▶ Required action A
Answer these from the letter on the prevalence formula:
(i) According to the letter, what was the prevalence formula put in place to do?
(ii) What did members of the GPC say would be undesirable to create?
(iii) What did one GPC member claim practices with high disease prevalences enjoy?
▶ Required action B
Carry the letter on the prevalence formula forward from its final sentence.

▶ Source passage
- - - - - - -
You are quite right to demand that the prevalence formula should be reviewed to ensure that it fairly reflects workload (GP, 12 May).
However, I fear the likelihood of this happening is remote. The prevalence formula was implemented with one object in mind: to divert money from the hard-pressed practices with high workloads into practices with very low workloads.
Both the curious biasing of the mean, as described in your article, and the square rooting of the prevalence factor have this effect.One of the reasons given by the members of the GPC for this extraordinary piece of mathematical gymnastics includes the statement that it would be undesirable to create huge disparities in income. Huge disparities in workload are presumably perfectly acceptable in the eyes of the GPC.
Another reason given by one member of the GPC was that practices with high disease prevalences enjoy economies of scale. This is clearly nonsense.
Large practices might enjoy economies of scale. There is no reason why practices with high disease prevalences should enjoy economies of scale.
- - - - - - -
▶ Provided data
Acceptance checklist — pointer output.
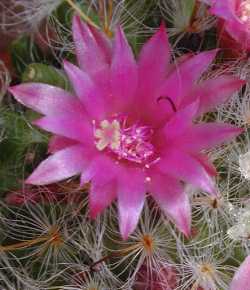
- - - - - - -
▶ Answer A
(i) To divert money from the hard-pressed practices with high workloads into practices with very low workloads.
(ii) Huge disparities in income.
(iii) Economies of scale.

▶ Answer B
At a time like the present when we are, by any objective standards, very well paid, it is very difficult to generate any enthusiasm for change, or to rely on any sense of injustice within the profession.
The DoH has signalled its intention to freeze our remuneration.
We can expect a scenario in which our pay declines to a more moderate level.
If we do nothing now, this unfairness will become locked in, permanently disadvantaging practices in deprived areas where recruitment is already virtually impossible.
I really cannot understand why anyone is allowed to get away with this.
Removing it would of course be entirely revenue neutral and would safeguard the income of practices in the poorest areas.
Alan Keith, Rotherham, South Yorkshire.